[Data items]
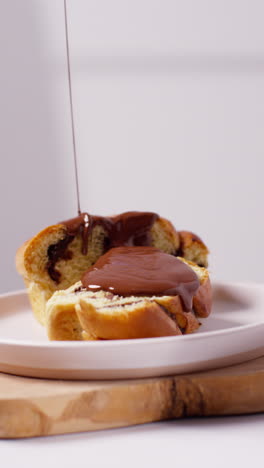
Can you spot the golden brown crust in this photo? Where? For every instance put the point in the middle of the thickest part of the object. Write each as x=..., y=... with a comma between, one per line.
x=87, y=315
x=145, y=321
x=32, y=258
x=202, y=301
x=193, y=248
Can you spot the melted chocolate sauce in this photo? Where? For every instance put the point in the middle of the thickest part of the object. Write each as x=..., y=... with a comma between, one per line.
x=142, y=271
x=131, y=228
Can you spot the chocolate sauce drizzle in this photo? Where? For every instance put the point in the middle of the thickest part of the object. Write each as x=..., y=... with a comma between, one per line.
x=127, y=229
x=142, y=271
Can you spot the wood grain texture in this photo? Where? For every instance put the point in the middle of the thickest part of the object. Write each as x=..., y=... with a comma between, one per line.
x=36, y=407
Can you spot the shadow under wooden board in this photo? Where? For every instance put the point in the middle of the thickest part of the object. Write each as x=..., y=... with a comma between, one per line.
x=36, y=407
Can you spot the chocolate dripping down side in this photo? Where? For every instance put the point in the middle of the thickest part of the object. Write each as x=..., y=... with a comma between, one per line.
x=142, y=271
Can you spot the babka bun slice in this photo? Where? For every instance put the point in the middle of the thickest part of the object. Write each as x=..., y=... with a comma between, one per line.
x=81, y=313
x=57, y=257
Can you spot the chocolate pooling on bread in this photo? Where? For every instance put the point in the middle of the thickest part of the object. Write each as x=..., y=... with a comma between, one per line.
x=142, y=271
x=130, y=229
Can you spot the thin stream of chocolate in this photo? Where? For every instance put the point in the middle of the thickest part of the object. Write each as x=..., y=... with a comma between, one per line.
x=71, y=107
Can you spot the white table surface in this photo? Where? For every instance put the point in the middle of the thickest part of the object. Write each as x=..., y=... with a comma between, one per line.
x=203, y=442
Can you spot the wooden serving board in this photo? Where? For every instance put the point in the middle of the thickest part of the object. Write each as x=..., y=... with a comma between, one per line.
x=36, y=407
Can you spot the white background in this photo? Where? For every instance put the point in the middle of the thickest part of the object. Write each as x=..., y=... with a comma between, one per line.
x=169, y=108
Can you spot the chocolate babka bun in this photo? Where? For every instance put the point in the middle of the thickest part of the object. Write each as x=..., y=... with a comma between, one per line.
x=57, y=257
x=131, y=292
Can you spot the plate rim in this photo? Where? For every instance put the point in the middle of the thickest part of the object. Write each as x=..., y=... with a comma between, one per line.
x=135, y=341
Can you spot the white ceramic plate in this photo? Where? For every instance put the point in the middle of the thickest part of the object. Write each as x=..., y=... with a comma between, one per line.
x=233, y=333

* **Direction**: Arrange every text line of the items above as a Markdown table with the columns "No." and "Text", omitting blank lines and leaving the pictures out of the answer.

* **Solution**:
| No. | Text |
|---|---|
| 1 | Can you spot the golden brown crust in this photo? Where? For every instance put the point in the middle of the thickest part of the object. Write each as x=..., y=... with a comma between, one per line. |
| 2 | x=87, y=315 |
| 3 | x=145, y=321 |
| 4 | x=32, y=258 |
| 5 | x=202, y=301 |
| 6 | x=193, y=248 |
| 7 | Can you spot the melted chocolate sauce in this photo? Where? For every instance put the point in the middle of the thickest part of the object. Write each as x=..., y=... with a comma between, one per line. |
| 8 | x=142, y=271 |
| 9 | x=131, y=228 |
| 10 | Can you spot the chocolate sauce drizzle in this photo? Where? For every instance put the point in the middle of the thickest part of the object. Write each as x=..., y=... with a comma between, one per line. |
| 11 | x=127, y=229 |
| 12 | x=142, y=271 |
| 13 | Can you spot the wood grain texture in this photo? Where? For every instance put the point in the middle of the thickest part of the object. Write each as x=..., y=... with a comma between, one per line. |
| 14 | x=36, y=407 |
| 15 | Can you spot the shadow under wooden board in this photo? Where? For every instance put the point in the middle of the thickest part of the object. Write each as x=..., y=... with a comma between, one per line. |
| 16 | x=36, y=407 |
| 17 | Can you spot the chocolate dripping down side in this photo? Where? For every instance put the point in the middle of the thickest part of the object. Write each as x=..., y=... with a comma between, one per line. |
| 18 | x=142, y=271 |
| 19 | Can you spot the babka bun slice in this photo? Where? For every instance put the point in the middle of the thickest part of the object. Write each as x=..., y=... with a comma between, one per line. |
| 20 | x=81, y=313 |
| 21 | x=57, y=257 |
| 22 | Can you spot the chocolate pooling on bread in this photo? Where? For every instance put the point in the middle of the thickest part of the object. Write each as x=..., y=... with a comma between, one per line. |
| 23 | x=142, y=271 |
| 24 | x=130, y=229 |
| 25 | Can you spot the thin stream of chocolate in this photo? Where? For every instance put the point in the middle of the thickest part of the object. Write each as x=..., y=... with a comma between, one per line. |
| 26 | x=71, y=107 |
| 27 | Can you spot the white table surface in this photo? Where? For every instance put the point in the middle of the thickest part of the object. Write each as x=..., y=... with a comma between, one per line. |
| 28 | x=203, y=442 |
| 29 | Can you spot the wooden serving board in this photo? Where? For every instance put the point in the middle of the thickest part of the object. Write each as x=..., y=... with a comma between, one per line. |
| 30 | x=36, y=407 |
| 31 | Can you spot the white background in this photo? Where? For every instance put the point in the middle of the thickest part of the object. Write each as x=..., y=... with a comma between, one per line. |
| 32 | x=169, y=108 |
| 33 | Can you spot the chocolate babka bun in this photo? Where? For every instance put the point in the middle of the thickest part of the object. Write each as x=..., y=... with a comma between, one per line. |
| 34 | x=57, y=257 |
| 35 | x=131, y=292 |
| 36 | Can you spot the plate rim in this photo? Where? For every instance put the point in the middle of the thickest part of the object. Write each as x=..., y=... with a comma between, one per line. |
| 37 | x=135, y=341 |
| 38 | Can you spot the white ceramic plate in this photo? Where? For every instance put the point in the middle of the thickest part of the object. Write each as x=..., y=... with a comma between, one per line. |
| 39 | x=233, y=333 |